| PROMPT 1 |
Can you edit the entries from the start up to and including the line with "[0,0,860,468]", replacing "crowd barrier" with "safety barrier" and leaving everything else unchanged? Leave the pictures out of your answer.

| SELECTED EXCERPT |
— BEGIN —

# 5D3 - shooting stills while shooting video = dead camera



## drmikeinpdx (Jul 5, 2015)

Yesterday I was using my 5D3 with the 70-200 F/4 IS as a hand held video camera to shoot a blues band at an outdoor blues festival. It was a warm day and the camera got a bit warm from being in the direct sun.

After shooting a minute or two of short video clips, I got the bright idea to shoot some stills without stopping the video recording - just wanted to see how that worked. After a few shots, the camera locked up. No LED or LCD display, no response to any controls. Switched off and on again.... still dead.

I took out the battery for a few seconds and put it back in.... still dead. Checked to see if the mirror was locked up and it was not.

I walked back to my gear bag, where my assistant was watching the primary tripod mounted camera, and replaced the battery with the backup battery. Everything worked fine then and I was able to record the rest of the performance. When I wanted to shoot some stills, I switched out of video mode first.

I was suspicious that the third-party battery might have been at fault, so when I got home I put it back in the camera and everything worked fine.

I guess the camera just had a temporary nervous breakdown from being asked to do too many things at once!

I am still pretty new to the world of video - first time this has happened to me. Has this happened to you?


----------



## ajfotofilmagem (Jul 5, 2015)

It seems to me an overheating problem.

Thank you for sharing, and would not recommend doing pictures during video recording.


----------



## tpatana (Jul 6, 2015)

ajfotofilmagem said:


> It seems to me an overheating problem.

— END —

| PROMPT 2 |
Could you transcribe the forum thread about the 5D3 locking up from "I was suspicious" up to and including "things at once!"?

| ENTRIES PROVIDED |
— BEGIN —

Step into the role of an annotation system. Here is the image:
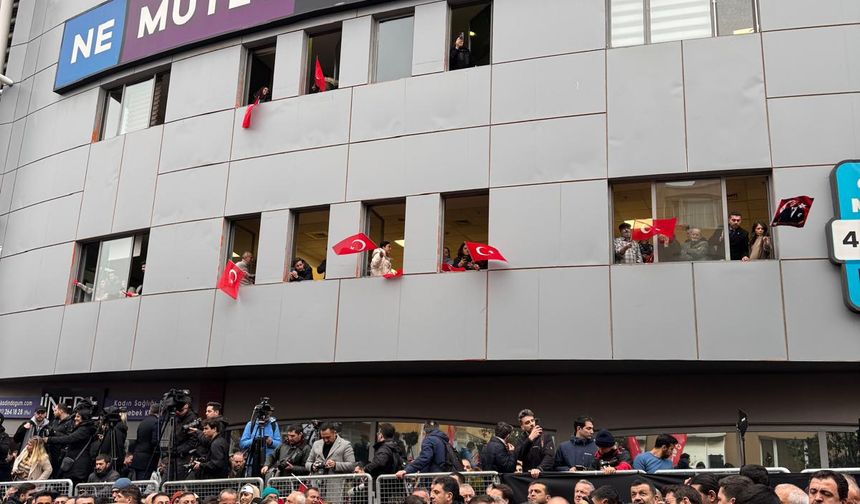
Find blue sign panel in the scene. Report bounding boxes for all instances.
[54,0,127,89]
[827,161,860,312]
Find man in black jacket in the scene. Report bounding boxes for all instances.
[516,409,555,478]
[355,423,406,478]
[129,403,161,481]
[481,422,517,473]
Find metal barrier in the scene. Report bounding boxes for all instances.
[0,480,72,497]
[376,471,499,504]
[75,480,158,499]
[161,478,263,502]
[267,474,373,504]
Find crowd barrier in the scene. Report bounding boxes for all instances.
[75,480,160,498]
[161,478,263,502]
[376,471,499,504]
[266,474,373,504]
[0,480,73,497]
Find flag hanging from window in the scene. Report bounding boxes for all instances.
[218,261,245,299]
[331,233,376,255]
[770,196,814,227]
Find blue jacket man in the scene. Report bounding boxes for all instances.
[555,417,597,472]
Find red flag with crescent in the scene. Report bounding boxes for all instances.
[331,233,376,255]
[218,261,245,299]
[466,242,507,262]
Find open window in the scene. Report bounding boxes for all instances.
[440,194,490,271]
[101,71,170,140]
[305,27,341,93]
[72,232,149,303]
[364,200,406,276]
[227,214,260,285]
[243,44,275,105]
[373,14,415,82]
[286,207,329,282]
[448,1,493,70]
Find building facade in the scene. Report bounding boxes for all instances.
[0,0,860,468]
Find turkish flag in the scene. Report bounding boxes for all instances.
[770,196,814,227]
[314,56,325,92]
[242,98,260,129]
[466,242,507,262]
[218,261,245,299]
[331,233,376,255]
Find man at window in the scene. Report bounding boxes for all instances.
[613,222,643,264]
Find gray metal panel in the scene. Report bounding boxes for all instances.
[152,163,227,226]
[92,297,140,372]
[113,126,164,233]
[335,277,403,362]
[254,210,293,285]
[493,0,606,63]
[276,281,340,363]
[338,16,373,88]
[346,128,490,200]
[684,35,770,171]
[12,146,90,210]
[762,25,860,97]
[403,194,442,274]
[771,166,833,259]
[3,193,81,256]
[759,0,860,30]
[227,146,347,215]
[412,2,448,75]
[768,94,860,166]
[606,42,687,177]
[158,109,233,173]
[54,303,100,374]
[78,136,125,238]
[609,263,697,361]
[490,114,606,187]
[693,261,787,360]
[398,272,487,361]
[490,51,606,124]
[146,219,224,294]
[207,284,282,367]
[231,89,352,159]
[272,31,306,100]
[165,45,243,122]
[0,306,63,378]
[131,290,217,369]
[782,260,860,362]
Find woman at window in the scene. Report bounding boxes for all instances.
[750,221,773,261]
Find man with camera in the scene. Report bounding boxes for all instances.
[239,397,281,477]
[260,424,311,476]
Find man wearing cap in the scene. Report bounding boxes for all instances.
[591,430,633,474]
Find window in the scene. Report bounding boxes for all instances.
[612,175,775,263]
[364,201,406,276]
[227,215,260,285]
[286,208,329,282]
[101,72,170,140]
[448,2,493,70]
[305,28,341,93]
[72,232,149,303]
[243,44,275,105]
[373,15,414,82]
[441,194,490,271]
[609,0,757,47]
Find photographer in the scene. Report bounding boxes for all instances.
[239,397,281,477]
[260,424,311,476]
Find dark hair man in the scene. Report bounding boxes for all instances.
[481,422,517,473]
[633,434,678,474]
[555,416,597,472]
[516,409,555,478]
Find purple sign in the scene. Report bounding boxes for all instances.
[120,0,295,63]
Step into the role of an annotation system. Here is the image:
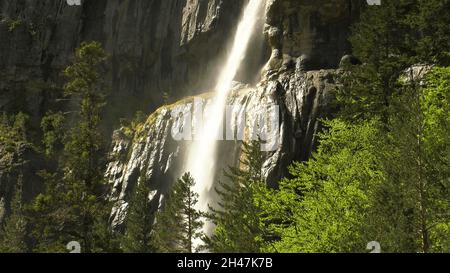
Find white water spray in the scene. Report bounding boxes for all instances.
[185,0,266,234]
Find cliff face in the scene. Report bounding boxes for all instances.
[106,0,362,226]
[0,0,365,224]
[0,0,250,222]
[0,0,253,121]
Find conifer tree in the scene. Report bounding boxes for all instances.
[31,42,110,252]
[0,176,28,253]
[205,141,266,253]
[121,171,155,253]
[153,173,204,253]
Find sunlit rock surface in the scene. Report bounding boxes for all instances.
[106,70,336,226]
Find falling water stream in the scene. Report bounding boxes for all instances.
[185,0,266,241]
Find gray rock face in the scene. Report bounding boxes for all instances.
[0,0,253,123]
[265,0,366,74]
[106,0,365,227]
[0,0,253,219]
[0,0,365,225]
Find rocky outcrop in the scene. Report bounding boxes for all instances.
[0,0,254,219]
[265,0,366,76]
[0,0,365,224]
[106,70,336,226]
[106,0,365,226]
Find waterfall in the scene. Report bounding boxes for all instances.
[185,0,266,238]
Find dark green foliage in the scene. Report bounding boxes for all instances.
[41,112,65,157]
[0,177,29,253]
[30,42,112,252]
[153,173,204,253]
[121,171,155,253]
[337,0,450,121]
[206,141,265,253]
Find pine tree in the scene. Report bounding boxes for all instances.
[153,173,203,253]
[121,171,155,253]
[206,141,265,253]
[0,177,29,253]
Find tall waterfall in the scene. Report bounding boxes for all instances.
[185,0,266,234]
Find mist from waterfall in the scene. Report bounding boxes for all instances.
[185,0,266,238]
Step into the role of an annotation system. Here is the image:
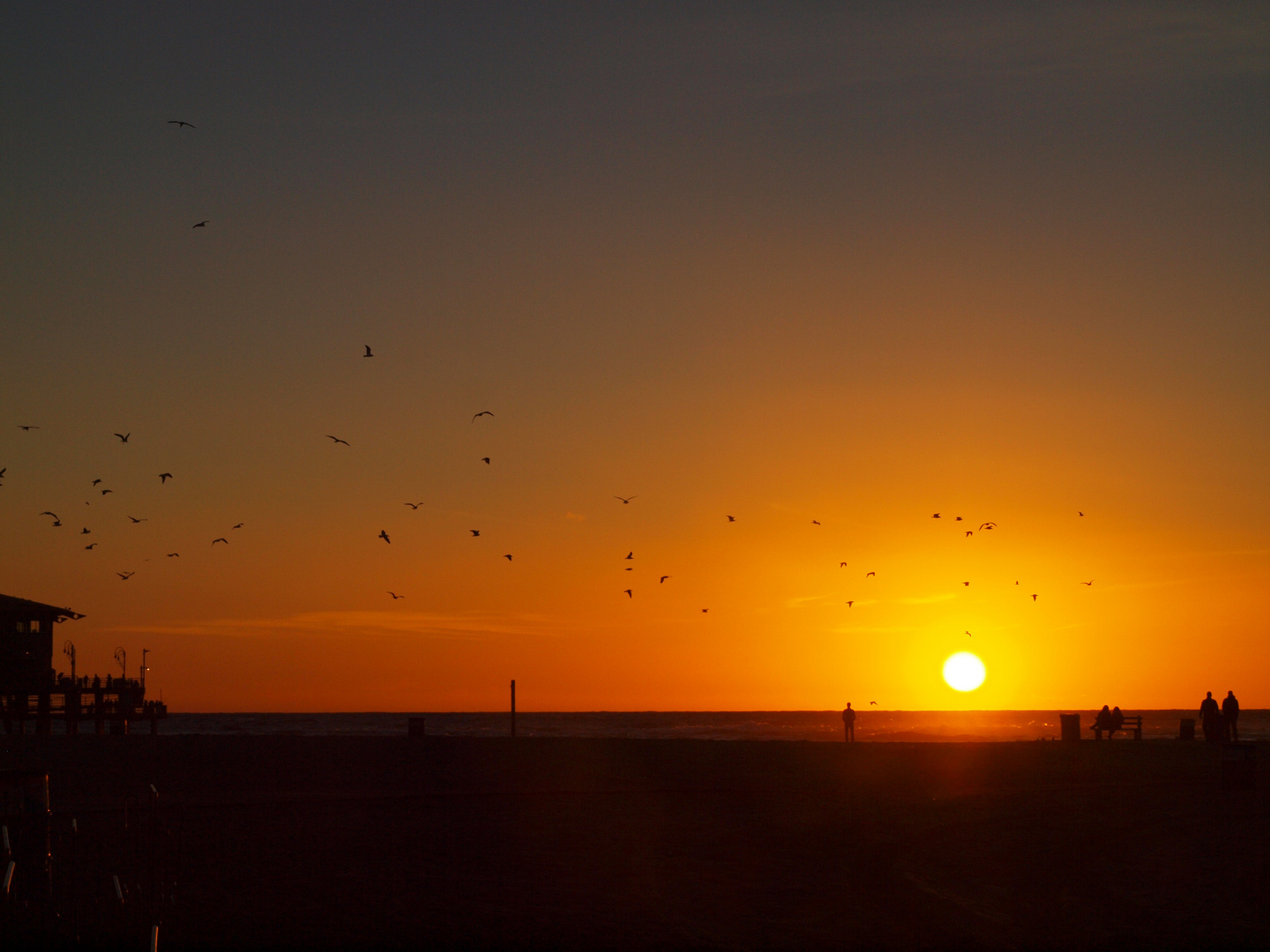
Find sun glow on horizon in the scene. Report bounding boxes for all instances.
[944,651,988,690]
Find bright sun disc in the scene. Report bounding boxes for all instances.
[944,651,988,690]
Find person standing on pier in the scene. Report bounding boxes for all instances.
[1221,690,1239,740]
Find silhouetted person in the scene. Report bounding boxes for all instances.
[1221,690,1239,740]
[842,701,856,744]
[1199,690,1221,744]
[1108,707,1124,740]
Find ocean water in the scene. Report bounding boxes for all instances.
[160,709,1270,742]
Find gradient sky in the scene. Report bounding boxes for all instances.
[0,3,1270,710]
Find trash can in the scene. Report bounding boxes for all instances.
[1058,715,1080,740]
[1221,744,1258,790]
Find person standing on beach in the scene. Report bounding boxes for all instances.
[1221,690,1239,740]
[842,701,856,744]
[1199,690,1221,744]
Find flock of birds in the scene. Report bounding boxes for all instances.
[0,119,1094,637]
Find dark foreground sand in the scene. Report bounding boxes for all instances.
[0,736,1270,949]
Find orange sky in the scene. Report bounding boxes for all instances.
[0,6,1270,710]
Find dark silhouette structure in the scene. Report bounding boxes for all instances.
[0,595,168,733]
[1221,690,1239,741]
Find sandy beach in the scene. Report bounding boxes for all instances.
[0,736,1270,949]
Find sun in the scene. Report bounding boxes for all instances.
[944,651,988,690]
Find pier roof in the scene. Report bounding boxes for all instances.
[0,595,84,621]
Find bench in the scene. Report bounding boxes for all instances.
[1090,715,1142,740]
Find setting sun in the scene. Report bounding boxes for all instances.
[944,651,988,690]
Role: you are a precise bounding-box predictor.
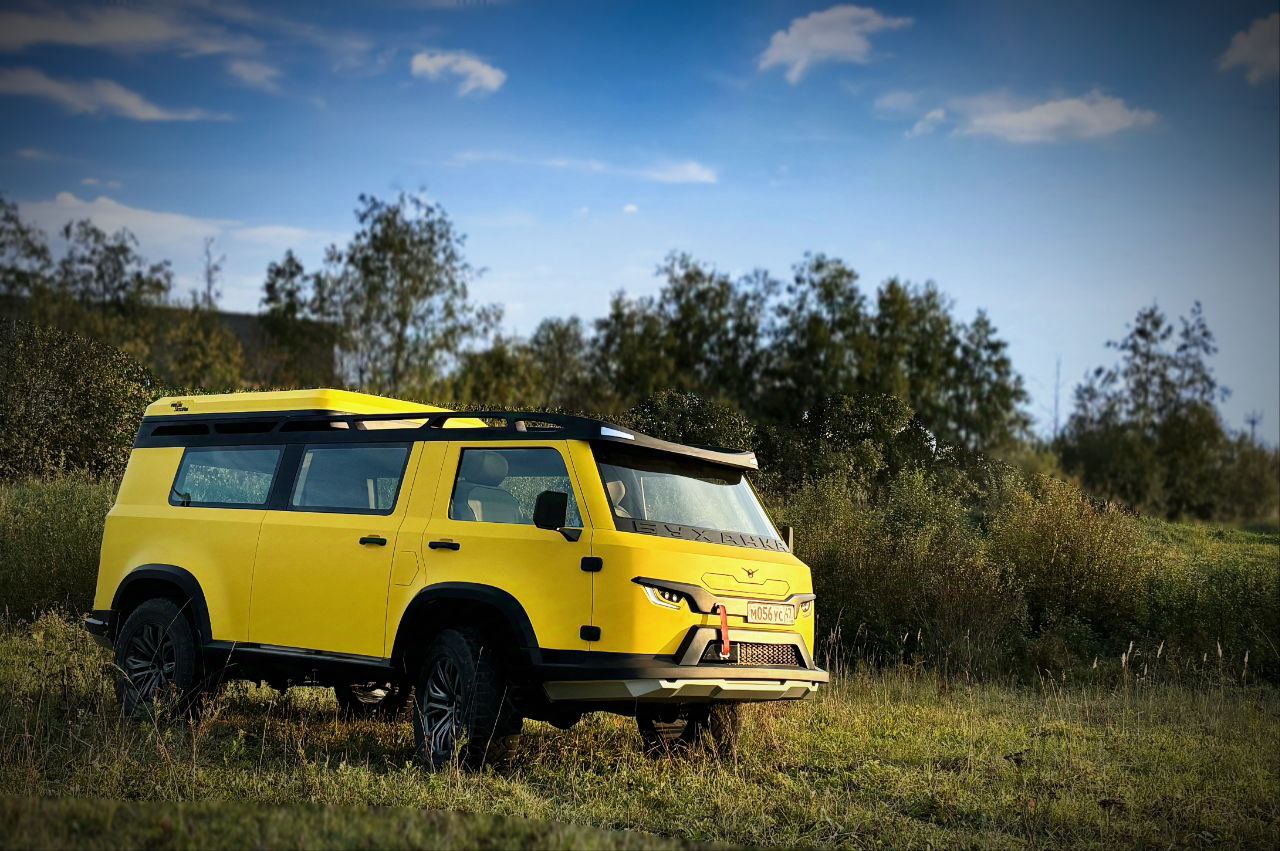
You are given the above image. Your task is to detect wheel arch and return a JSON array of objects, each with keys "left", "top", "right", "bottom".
[
  {"left": 111, "top": 564, "right": 214, "bottom": 644},
  {"left": 392, "top": 582, "right": 539, "bottom": 667}
]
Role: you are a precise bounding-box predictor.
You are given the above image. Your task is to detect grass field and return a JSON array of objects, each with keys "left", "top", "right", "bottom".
[{"left": 0, "top": 616, "right": 1280, "bottom": 848}]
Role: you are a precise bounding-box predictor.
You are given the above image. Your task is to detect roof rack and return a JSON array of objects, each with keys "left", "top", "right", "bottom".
[{"left": 134, "top": 411, "right": 759, "bottom": 470}]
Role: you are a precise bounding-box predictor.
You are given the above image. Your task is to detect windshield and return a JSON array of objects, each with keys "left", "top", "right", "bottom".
[{"left": 595, "top": 444, "right": 782, "bottom": 549}]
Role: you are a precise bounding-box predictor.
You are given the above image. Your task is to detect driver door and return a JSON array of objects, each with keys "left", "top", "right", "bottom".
[{"left": 424, "top": 441, "right": 591, "bottom": 650}]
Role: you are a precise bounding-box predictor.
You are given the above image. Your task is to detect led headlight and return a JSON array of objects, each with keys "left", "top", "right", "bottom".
[{"left": 644, "top": 585, "right": 685, "bottom": 609}]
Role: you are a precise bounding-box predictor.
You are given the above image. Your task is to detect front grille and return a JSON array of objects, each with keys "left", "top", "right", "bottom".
[{"left": 701, "top": 639, "right": 804, "bottom": 668}]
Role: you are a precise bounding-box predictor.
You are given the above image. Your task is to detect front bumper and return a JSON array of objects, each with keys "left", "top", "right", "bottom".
[
  {"left": 543, "top": 672, "right": 826, "bottom": 703},
  {"left": 536, "top": 627, "right": 829, "bottom": 703},
  {"left": 82, "top": 609, "right": 115, "bottom": 650}
]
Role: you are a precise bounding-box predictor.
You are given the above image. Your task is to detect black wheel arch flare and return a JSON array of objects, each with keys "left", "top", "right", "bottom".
[
  {"left": 392, "top": 582, "right": 540, "bottom": 664},
  {"left": 111, "top": 564, "right": 214, "bottom": 644}
]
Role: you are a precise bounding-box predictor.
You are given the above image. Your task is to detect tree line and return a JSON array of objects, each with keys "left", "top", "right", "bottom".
[{"left": 0, "top": 193, "right": 1280, "bottom": 521}]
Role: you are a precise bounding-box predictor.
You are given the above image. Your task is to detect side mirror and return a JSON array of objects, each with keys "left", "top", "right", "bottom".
[{"left": 534, "top": 490, "right": 582, "bottom": 541}]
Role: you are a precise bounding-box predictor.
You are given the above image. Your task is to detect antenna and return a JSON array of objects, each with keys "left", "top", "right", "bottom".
[
  {"left": 1244, "top": 411, "right": 1262, "bottom": 443},
  {"left": 1053, "top": 354, "right": 1062, "bottom": 440}
]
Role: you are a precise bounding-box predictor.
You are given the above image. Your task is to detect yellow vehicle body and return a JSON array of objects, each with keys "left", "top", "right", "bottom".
[{"left": 87, "top": 390, "right": 827, "bottom": 709}]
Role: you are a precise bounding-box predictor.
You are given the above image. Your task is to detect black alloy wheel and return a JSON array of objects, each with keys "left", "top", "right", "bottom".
[
  {"left": 115, "top": 599, "right": 200, "bottom": 718},
  {"left": 413, "top": 630, "right": 521, "bottom": 770}
]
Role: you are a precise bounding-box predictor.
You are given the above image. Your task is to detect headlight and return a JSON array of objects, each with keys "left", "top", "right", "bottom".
[{"left": 643, "top": 585, "right": 685, "bottom": 609}]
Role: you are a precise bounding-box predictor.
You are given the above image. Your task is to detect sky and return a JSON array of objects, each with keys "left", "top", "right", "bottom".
[{"left": 0, "top": 0, "right": 1280, "bottom": 444}]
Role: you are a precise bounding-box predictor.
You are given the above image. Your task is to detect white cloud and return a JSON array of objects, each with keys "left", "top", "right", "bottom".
[
  {"left": 452, "top": 151, "right": 718, "bottom": 183},
  {"left": 20, "top": 192, "right": 234, "bottom": 258},
  {"left": 1219, "top": 12, "right": 1280, "bottom": 86},
  {"left": 952, "top": 90, "right": 1160, "bottom": 143},
  {"left": 13, "top": 147, "right": 63, "bottom": 163},
  {"left": 0, "top": 4, "right": 259, "bottom": 55},
  {"left": 906, "top": 107, "right": 947, "bottom": 138},
  {"left": 758, "top": 5, "right": 911, "bottom": 86},
  {"left": 410, "top": 50, "right": 507, "bottom": 96},
  {"left": 0, "top": 0, "right": 393, "bottom": 82},
  {"left": 635, "top": 160, "right": 716, "bottom": 183},
  {"left": 872, "top": 92, "right": 920, "bottom": 115},
  {"left": 227, "top": 59, "right": 280, "bottom": 95},
  {"left": 0, "top": 68, "right": 229, "bottom": 122}
]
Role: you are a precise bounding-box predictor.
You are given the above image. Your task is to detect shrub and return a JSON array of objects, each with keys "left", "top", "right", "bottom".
[
  {"left": 0, "top": 322, "right": 159, "bottom": 480},
  {"left": 0, "top": 477, "right": 115, "bottom": 618},
  {"left": 989, "top": 476, "right": 1155, "bottom": 650},
  {"left": 778, "top": 470, "right": 1023, "bottom": 671}
]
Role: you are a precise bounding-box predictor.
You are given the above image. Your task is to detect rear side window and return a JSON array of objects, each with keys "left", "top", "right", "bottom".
[
  {"left": 169, "top": 447, "right": 280, "bottom": 508},
  {"left": 289, "top": 444, "right": 410, "bottom": 514},
  {"left": 449, "top": 449, "right": 582, "bottom": 529}
]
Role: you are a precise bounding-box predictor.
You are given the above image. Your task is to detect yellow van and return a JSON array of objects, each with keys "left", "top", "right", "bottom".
[{"left": 84, "top": 390, "right": 827, "bottom": 767}]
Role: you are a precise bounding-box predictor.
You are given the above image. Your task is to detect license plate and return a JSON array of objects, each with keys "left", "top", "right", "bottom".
[{"left": 746, "top": 603, "right": 796, "bottom": 624}]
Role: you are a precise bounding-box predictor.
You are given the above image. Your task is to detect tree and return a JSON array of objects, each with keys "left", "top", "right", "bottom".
[
  {"left": 526, "top": 316, "right": 604, "bottom": 411},
  {"left": 760, "top": 255, "right": 872, "bottom": 421},
  {"left": 316, "top": 193, "right": 500, "bottom": 395},
  {"left": 0, "top": 195, "right": 54, "bottom": 298},
  {"left": 1057, "top": 302, "right": 1229, "bottom": 518},
  {"left": 260, "top": 251, "right": 338, "bottom": 386}
]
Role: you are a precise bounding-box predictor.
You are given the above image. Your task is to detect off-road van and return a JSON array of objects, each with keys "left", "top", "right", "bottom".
[{"left": 84, "top": 390, "right": 827, "bottom": 767}]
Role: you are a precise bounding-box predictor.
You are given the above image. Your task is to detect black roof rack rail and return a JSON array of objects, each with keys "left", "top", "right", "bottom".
[{"left": 133, "top": 411, "right": 759, "bottom": 470}]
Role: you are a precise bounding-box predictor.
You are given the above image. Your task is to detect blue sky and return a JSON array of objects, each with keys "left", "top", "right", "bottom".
[{"left": 0, "top": 0, "right": 1280, "bottom": 443}]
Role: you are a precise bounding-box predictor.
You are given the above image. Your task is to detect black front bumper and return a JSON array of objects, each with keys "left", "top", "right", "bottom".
[{"left": 534, "top": 627, "right": 831, "bottom": 683}]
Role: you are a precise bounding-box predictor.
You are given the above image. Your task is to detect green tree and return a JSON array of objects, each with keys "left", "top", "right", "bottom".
[
  {"left": 760, "top": 253, "right": 872, "bottom": 421},
  {"left": 0, "top": 195, "right": 54, "bottom": 298},
  {"left": 315, "top": 193, "right": 500, "bottom": 394},
  {"left": 1057, "top": 302, "right": 1229, "bottom": 518},
  {"left": 260, "top": 251, "right": 338, "bottom": 388}
]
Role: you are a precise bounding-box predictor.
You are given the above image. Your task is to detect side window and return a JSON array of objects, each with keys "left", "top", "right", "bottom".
[
  {"left": 289, "top": 445, "right": 410, "bottom": 514},
  {"left": 449, "top": 448, "right": 582, "bottom": 527},
  {"left": 169, "top": 447, "right": 280, "bottom": 508}
]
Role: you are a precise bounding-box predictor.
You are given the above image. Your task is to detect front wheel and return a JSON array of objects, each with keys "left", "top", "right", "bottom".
[
  {"left": 413, "top": 630, "right": 520, "bottom": 770},
  {"left": 115, "top": 599, "right": 200, "bottom": 718}
]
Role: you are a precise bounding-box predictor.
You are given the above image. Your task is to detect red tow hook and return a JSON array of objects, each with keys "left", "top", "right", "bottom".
[{"left": 712, "top": 603, "right": 730, "bottom": 659}]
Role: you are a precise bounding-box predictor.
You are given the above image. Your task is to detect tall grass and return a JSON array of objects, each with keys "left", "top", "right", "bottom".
[
  {"left": 0, "top": 476, "right": 115, "bottom": 618},
  {"left": 0, "top": 616, "right": 1280, "bottom": 847},
  {"left": 0, "top": 470, "right": 1280, "bottom": 681},
  {"left": 774, "top": 470, "right": 1280, "bottom": 680}
]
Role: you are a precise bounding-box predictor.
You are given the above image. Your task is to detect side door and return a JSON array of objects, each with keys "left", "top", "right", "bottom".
[
  {"left": 424, "top": 441, "right": 591, "bottom": 650},
  {"left": 248, "top": 443, "right": 420, "bottom": 658}
]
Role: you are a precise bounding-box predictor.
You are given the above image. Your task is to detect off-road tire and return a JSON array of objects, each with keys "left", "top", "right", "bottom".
[
  {"left": 115, "top": 598, "right": 204, "bottom": 718},
  {"left": 413, "top": 630, "right": 521, "bottom": 772},
  {"left": 333, "top": 682, "right": 411, "bottom": 720}
]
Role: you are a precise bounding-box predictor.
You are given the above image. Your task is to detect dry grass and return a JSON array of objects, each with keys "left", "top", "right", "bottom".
[{"left": 0, "top": 616, "right": 1280, "bottom": 847}]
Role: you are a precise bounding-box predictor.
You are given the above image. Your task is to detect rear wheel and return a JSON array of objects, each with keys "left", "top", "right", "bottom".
[
  {"left": 115, "top": 599, "right": 201, "bottom": 718},
  {"left": 333, "top": 682, "right": 410, "bottom": 719},
  {"left": 413, "top": 630, "right": 520, "bottom": 770}
]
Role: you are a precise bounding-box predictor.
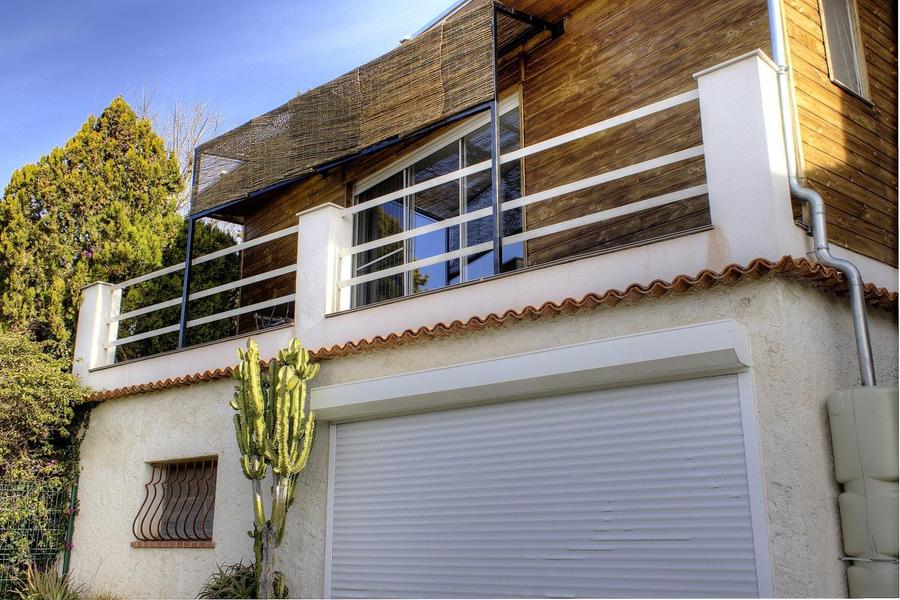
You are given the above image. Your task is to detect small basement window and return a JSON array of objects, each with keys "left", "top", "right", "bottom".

— END —

| REPLY 1 |
Step into the role of an annotation system. Here is the image:
Find blue sign panel in the scene. Report bounding boxes for all instances.
[54,0,127,89]
[827,161,860,312]
Find man in black jacket in the scene. Report bounding boxes for all instances.
[516,409,555,478]
[355,423,406,478]
[129,403,161,481]
[481,422,517,473]
Find metal barrier in the scene. Report bounding boxes for all instances.
[0,480,72,497]
[376,471,499,504]
[75,480,158,499]
[161,478,263,502]
[267,474,373,504]
Find safety barrier in the scene. Report bounding boxes for all instances.
[75,480,160,498]
[161,478,263,502]
[376,471,499,504]
[266,474,373,504]
[0,480,73,497]
Find flag hanging from window in the scene. Report bounding boxes for all instances.
[218,261,245,299]
[331,233,376,255]
[770,196,814,227]
Find blue jacket man in the scene. Report bounding boxes for all instances.
[555,417,597,472]
Find red flag with crescent in the scene. Report bounding boxes for all instances.
[331,233,376,255]
[218,261,245,299]
[466,242,507,262]
Find open window in the scene. Report bounding boxes for all instances.
[440,194,490,271]
[101,71,170,140]
[305,27,341,93]
[72,232,149,303]
[364,200,406,276]
[227,214,260,285]
[243,44,275,105]
[373,14,415,82]
[286,207,329,282]
[448,1,493,70]
Find building facade in the scene. Report bounding boxes for all instances.
[0,0,860,468]

| REPLY 2 |
I was suspicious that the third-party battery might have been at fault, so when I got home I put it back in the camera and everything worked fine.

I guess the camera just had a temporary nervous breakdown from being asked to do too many things at once!